TEXTE DE LECTURE
════
Malheureusement, il n’y a pas vraiment de traitement de l’autisme. Les traitements médicamenteux sont seulement un recours pour certains troubles du comportement. Encore faut-il en faire un usage précis et modéré et n’y faire appel qu’une fois épuisées toutes les hypothèses. Par exemple, un enfant peut avoir des troubles du comportement parce qu’il n’a pas de moyen de communiquer ou parce qu’il ne comprend pas ce que l’on attend de lui. Il est évident que, dans ce cas, un médicament ne servirait à rien et serait plutôt dévastateur. Il faudrait plutôt apprendre à l’enfant un moyen de communiquer, ou utiliser des supports concrets pour lui faire comprendre ce que l’on veut qu’il fasse. Pris en charge à temps, tous les enfants progressent. Grâce aux approches développementales, on peut permettre à des enfants autistes d’évoluer et de s’intégrer à l’école, puis dans la société. Ce serait mentir que de dire que tous peuvent y parvenir : certains ont des troubles plus lourds, d’autres une déficience intellectuelle ou des troubles mentaux associés. Mais tous progressent et peuvent acquérir des outils de communication et d’apprentissage qui rendent leur vie plus simple.
════
DONNÉES DISPONIBLES
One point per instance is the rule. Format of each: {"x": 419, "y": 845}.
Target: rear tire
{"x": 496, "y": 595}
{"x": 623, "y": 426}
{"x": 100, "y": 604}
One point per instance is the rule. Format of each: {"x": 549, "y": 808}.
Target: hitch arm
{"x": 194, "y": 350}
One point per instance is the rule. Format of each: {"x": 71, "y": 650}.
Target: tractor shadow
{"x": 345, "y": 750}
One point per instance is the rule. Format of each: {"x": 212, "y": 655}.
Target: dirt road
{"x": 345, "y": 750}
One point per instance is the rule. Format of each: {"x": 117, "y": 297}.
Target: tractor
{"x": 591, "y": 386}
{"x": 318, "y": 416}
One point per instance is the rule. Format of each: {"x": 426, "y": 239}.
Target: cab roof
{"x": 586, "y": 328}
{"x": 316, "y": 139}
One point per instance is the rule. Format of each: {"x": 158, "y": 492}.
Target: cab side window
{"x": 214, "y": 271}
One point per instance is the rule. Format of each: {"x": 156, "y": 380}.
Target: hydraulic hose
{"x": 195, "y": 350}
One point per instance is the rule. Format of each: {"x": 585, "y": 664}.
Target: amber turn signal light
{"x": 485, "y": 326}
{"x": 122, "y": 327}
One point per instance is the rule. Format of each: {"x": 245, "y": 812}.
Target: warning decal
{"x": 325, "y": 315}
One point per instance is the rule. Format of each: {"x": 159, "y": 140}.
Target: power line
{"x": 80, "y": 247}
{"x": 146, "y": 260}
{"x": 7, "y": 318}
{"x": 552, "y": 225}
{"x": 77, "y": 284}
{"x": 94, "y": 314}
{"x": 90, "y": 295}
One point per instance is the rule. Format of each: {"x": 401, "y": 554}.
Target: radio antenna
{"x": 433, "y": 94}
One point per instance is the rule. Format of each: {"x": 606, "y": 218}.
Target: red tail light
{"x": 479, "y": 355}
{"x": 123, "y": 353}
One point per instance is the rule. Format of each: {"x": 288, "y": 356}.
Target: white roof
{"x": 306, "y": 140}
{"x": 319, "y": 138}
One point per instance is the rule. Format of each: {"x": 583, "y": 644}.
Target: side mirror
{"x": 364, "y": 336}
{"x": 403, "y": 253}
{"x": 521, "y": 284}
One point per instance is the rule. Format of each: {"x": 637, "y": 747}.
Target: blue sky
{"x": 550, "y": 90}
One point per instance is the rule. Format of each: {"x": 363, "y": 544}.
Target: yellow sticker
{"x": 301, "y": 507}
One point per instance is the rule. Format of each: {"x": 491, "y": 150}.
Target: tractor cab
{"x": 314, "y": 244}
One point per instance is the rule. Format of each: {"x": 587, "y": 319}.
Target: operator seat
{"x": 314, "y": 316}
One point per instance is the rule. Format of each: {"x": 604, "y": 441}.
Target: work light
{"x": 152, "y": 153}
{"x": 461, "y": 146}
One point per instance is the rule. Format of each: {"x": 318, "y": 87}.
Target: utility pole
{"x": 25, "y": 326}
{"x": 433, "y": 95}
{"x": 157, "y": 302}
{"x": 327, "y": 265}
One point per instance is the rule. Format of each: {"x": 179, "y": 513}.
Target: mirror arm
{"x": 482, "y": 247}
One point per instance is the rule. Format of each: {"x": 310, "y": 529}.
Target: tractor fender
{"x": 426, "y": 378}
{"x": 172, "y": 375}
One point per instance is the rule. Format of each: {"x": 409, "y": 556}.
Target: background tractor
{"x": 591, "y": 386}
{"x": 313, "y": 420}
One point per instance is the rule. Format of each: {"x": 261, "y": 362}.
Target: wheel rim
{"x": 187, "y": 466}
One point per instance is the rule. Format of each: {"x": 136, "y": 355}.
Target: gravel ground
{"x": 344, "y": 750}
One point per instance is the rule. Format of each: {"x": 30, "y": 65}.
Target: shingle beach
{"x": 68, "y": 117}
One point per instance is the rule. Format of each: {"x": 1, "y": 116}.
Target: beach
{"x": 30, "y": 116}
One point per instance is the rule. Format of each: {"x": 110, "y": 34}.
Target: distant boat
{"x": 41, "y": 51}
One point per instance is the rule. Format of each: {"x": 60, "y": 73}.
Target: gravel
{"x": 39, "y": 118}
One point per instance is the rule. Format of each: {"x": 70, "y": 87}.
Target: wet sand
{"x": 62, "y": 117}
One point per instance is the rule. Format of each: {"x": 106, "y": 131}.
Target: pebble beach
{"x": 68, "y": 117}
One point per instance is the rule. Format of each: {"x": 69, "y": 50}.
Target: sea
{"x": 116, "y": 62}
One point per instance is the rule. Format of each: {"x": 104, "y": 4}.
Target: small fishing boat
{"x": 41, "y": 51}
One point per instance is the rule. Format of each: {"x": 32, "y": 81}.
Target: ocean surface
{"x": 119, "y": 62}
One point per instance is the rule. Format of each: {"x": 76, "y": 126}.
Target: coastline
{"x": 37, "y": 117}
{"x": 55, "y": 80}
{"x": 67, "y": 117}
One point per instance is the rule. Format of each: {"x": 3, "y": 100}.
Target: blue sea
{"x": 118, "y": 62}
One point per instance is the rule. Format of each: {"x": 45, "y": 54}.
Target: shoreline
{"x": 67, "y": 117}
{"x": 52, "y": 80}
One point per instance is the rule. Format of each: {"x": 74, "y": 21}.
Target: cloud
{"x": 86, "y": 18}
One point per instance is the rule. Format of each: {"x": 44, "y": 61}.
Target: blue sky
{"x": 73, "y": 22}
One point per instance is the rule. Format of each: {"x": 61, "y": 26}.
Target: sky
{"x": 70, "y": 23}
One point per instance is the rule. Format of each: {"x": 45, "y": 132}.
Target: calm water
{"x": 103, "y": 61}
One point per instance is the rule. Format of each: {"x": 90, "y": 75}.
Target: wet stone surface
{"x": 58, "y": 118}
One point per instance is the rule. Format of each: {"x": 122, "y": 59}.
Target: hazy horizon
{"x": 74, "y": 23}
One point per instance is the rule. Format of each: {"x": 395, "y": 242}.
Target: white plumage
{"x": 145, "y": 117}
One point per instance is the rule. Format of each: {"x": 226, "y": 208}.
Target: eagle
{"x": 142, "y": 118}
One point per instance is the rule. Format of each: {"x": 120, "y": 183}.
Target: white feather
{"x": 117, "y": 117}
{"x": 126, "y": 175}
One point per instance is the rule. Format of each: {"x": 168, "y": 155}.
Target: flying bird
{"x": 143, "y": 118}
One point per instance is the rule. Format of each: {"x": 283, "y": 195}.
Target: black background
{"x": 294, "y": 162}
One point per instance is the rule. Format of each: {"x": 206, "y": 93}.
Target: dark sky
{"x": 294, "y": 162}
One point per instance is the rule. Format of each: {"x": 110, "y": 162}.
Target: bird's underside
════
À COMPLÉTER
**A.** Répondez à ces questions sur le texte sur l'autisme, une par ligne :
(i) Pour quoi les traitements médicamenteux sont-ils seulement un recours ?
(ii) Quelles approches permettent à des enfants autistes d'évoluer et de s'intégrer à l'école ?
(iii) Que peuvent acquérir tous les enfants ?
**B.** Indiquez si chaque affirmation s'accorde avec le texte sur l'autisme. Répondez par oui ou non et citez les mots du texte qui le montrent.
(i) Il existe un véritable traitement de l'autisme.
(ii) Pris en charge à temps, tous les enfants progressent.
(iii) Tous les enfants autistes peuvent s'intégrer à l'école, puis dans la société.
**C.** Prolongez le texte sur l'autisme à partir de sa dernière phrase.

RÉPONSES
**A.**
(i) Pour certains troubles du comportement.
(ii) Les approches développementales.
(iii) Des outils de communication et d'apprentissage qui rendent leur vie plus simple.

**B.**
(i) Non : « il n’y a pas vraiment de traitement de l’autisme »
(ii) Oui : « Pris en charge à temps, tous les enfants progressent. »
(iii) Non : « Ce serait mentir que de dire que tous peuvent y parvenir »

**C.**
Depuis 2005, la France a été plusieurs fois condamnée par le Conseil de l’Europe pour discrimination à l’égard des enfants autistes. Avons-nous depuis rattrapé notre retard ?

Plusieurs plans nationaux ont été mis en œuvre depuis 2005, avec de vrais efforts qui ont été menés. Mais le retard français est tel qu’il ne pouvait pas se résorber en quelques années. Un quatrième plan va être annoncé mi-avril, élaboré à l’issue d’une grande concertation nationale, et dont les grandes lignes, pour l’inclusion ou le diagnostic précoce, vont dans le bon sens. Mais ce qu’on ignore encore, ce sont les moyens budgétaires qui seront mis en œuvre, car les besoins sont immenses. D’autant qu’il existe encore de nombreux crédits alloués à des hôpitaux de jour qui promeuvent l’approche psychanalytique, contre la Haute Autorité de santé, et qui devraient être réorientés vers des structures aptes à accompagner correctement des personnes autistes. Ce sont des arbitrages compliqués mais nécessaires aujourd’hui.

On parle souvent des enfants, mais quelle est la situation pour le demi-million d’adultes autistes en France ?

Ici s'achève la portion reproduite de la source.